§ **What the task asks**
Extract, character for character, every line of the entries from the line containing "the red ice" through the last line of the entries, inclusive.

-------- Exercise inputs

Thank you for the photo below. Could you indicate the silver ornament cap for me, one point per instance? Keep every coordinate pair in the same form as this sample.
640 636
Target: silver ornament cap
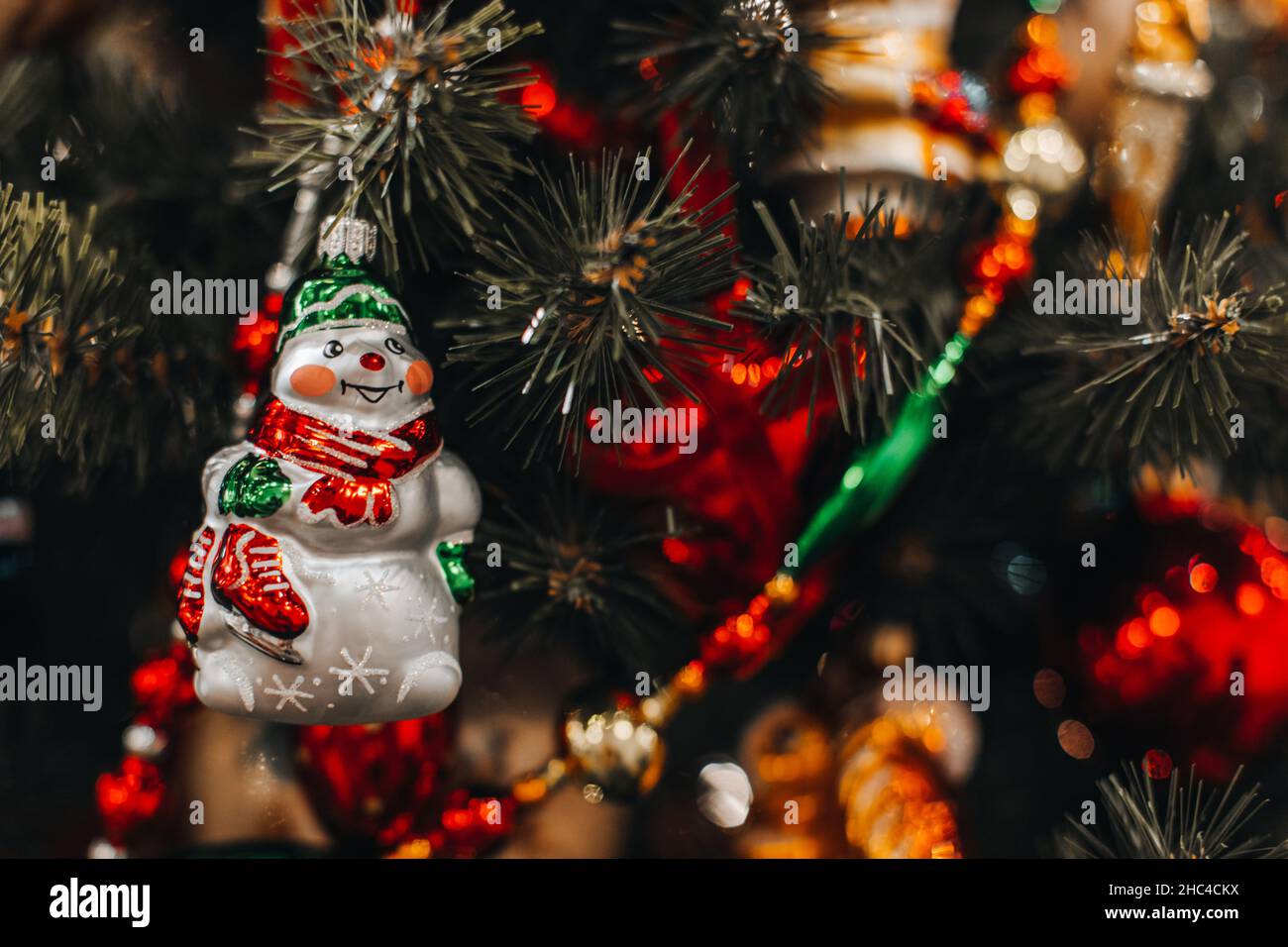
349 236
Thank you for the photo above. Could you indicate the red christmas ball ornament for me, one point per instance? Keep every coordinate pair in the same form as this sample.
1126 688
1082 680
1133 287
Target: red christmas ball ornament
376 781
1179 664
1157 764
162 685
128 796
473 823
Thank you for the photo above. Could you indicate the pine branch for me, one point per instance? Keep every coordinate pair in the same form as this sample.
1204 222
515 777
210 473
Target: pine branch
88 373
743 64
838 311
601 296
581 575
1185 826
411 102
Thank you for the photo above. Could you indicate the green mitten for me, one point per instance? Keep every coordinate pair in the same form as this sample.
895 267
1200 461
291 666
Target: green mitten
459 579
254 486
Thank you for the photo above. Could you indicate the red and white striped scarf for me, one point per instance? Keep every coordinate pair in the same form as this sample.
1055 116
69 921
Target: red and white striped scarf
360 468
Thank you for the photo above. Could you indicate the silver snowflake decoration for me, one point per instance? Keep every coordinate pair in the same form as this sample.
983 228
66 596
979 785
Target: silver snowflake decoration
357 671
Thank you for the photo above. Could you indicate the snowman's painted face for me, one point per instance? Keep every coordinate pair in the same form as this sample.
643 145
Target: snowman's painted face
370 376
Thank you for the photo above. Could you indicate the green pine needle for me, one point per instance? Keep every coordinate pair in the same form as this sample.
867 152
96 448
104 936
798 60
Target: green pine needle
403 116
1185 826
836 309
743 64
88 373
600 294
1163 390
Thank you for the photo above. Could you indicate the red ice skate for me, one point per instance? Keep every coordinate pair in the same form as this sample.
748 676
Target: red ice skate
192 596
249 579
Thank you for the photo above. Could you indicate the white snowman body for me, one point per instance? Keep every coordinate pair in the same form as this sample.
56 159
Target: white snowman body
381 641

----------------

§ **Finished task**
Thank you for the photo above. Could you indicate the red ice skate for me, one point per instance? Keep every coordinate pair in the same form as this sample.
748 676
Target: red ice skate
192 596
249 579
Thank you for the photo above. Could you indicate the white snowman body for me, one point per instance? Keep every coordinate pair in the same form as this sample.
56 159
Target: white snowman body
381 641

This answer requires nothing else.